EXTRACT TO READ:
********************

Level 2 Valued Member
Hello All-
So some of you might remember me from a few months back. I was looking for help with a training schedule with my temporary schedule. Thanks again to all of you that took the time to give me your input, especially you Anna. I have made incredible progress since February and want to keep excelling.
I am back to my normal schedule of 24 hours at work, 48 hours off work. I am a firefighter. I need a program that lets me hit my compound barbell movements every 3rd day and lets me focus on kettlebells, hiking, hills, etc. on my days off of work. The barbell compound movements I do are the low bar squat, the military press, deadlift, and the bench press. I have been staying in the 5 sets of 3-5 reps and working a linear progression with a wavy style. My body tells me when it's time to deload with the weight or volume and it has worked well. I would like some thoughts on a schedule that allows me to hit the big movements every 3rd day and do something like a S&S or RoP on my days off. My goal is to keep getting stronger and also building endurance. I am 50 yrs. old, 5'11 and 212lbs. I have lost 15 lbs since February and that is with running a linear progression so I am feeling good. I would like to lose another 15 lbs. Anyway, thanks for listening and I look forward to your feedback.

My 1RM PRs
DL- 298
SQ- 197
MP- 120
BP- 168 (wasn't consistent with this lift) more focused now.
 
Obviously my concern is over training and 72 hours between lifts. Although I think the recovery time may be beneficial.??
 
Two lifts per lifting day? In the classic split, you would do each lift once a week, or at least only hit each lift heavy once a week.

-S-
 
I'm 48 years old and have found lifting every third day (ie two rest days) to be optimal balance of recovery/frequency if the goal is hypertrophy. I favoured full body workouts alternating different exercises on an A/B/A/B... pattern.

********************

PROBLEMS TO SOLVE:
1: In the forum thread on training schedules, what work schedule does the firefighter follow?
2: Write the next part of the forum thread on training schedules, picking up after its last sentence.
The data comes from a different source than the forum thread.

DATASET EXTRACT:

********************

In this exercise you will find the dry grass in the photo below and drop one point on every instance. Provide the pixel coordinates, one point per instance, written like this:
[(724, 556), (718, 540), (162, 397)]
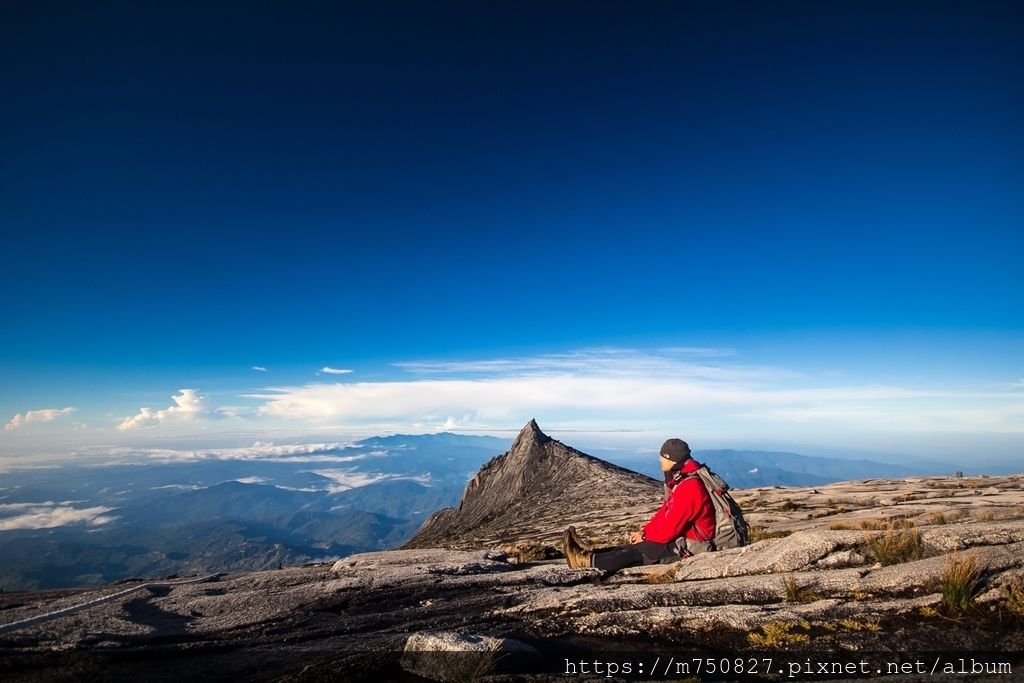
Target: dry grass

********************

RESPONSES TO THE TASKS:
1: 24 hours at work followed by 48 hours off.

2:
For strength, lifting every second day or even daily produced better results for me but every third day is better than less frequency.
 
Two lifts per lifting day? In the classic split, you would do each lift once a week, or at least only hit each lift heavy once a week.

-S-

Steve- I would be doing Squats, DL, OHP, and BP every third day, in one workout. On my off days I would be doing something like S&S, hikes, farmers carries, swimming. Does this sound productive?
 
I'm 48 years old and have found lifting every third day (ie two rest days) to be optimal balance of recovery/frequency if the goal is hypertrophy. I favoured full body workouts alternating different exercises on an A/B/A/B... pattern.

For strength, lifting every second day or even daily produced better results for me but every third day is better than less frequency.

Luke- I'm keeping the reps at 5 or less and the sets at 5. Never going to failure, so more strength based I believe. I'm planning on doing the same movements that I have been, just all in one workout with 2 days recovery in between. Deadlift, low bar squats, OHP, and BP. on my days out of the gym, kb swings, Turkish Get ups, swimming, hiking, farmers carries, etc. Ya think this can work?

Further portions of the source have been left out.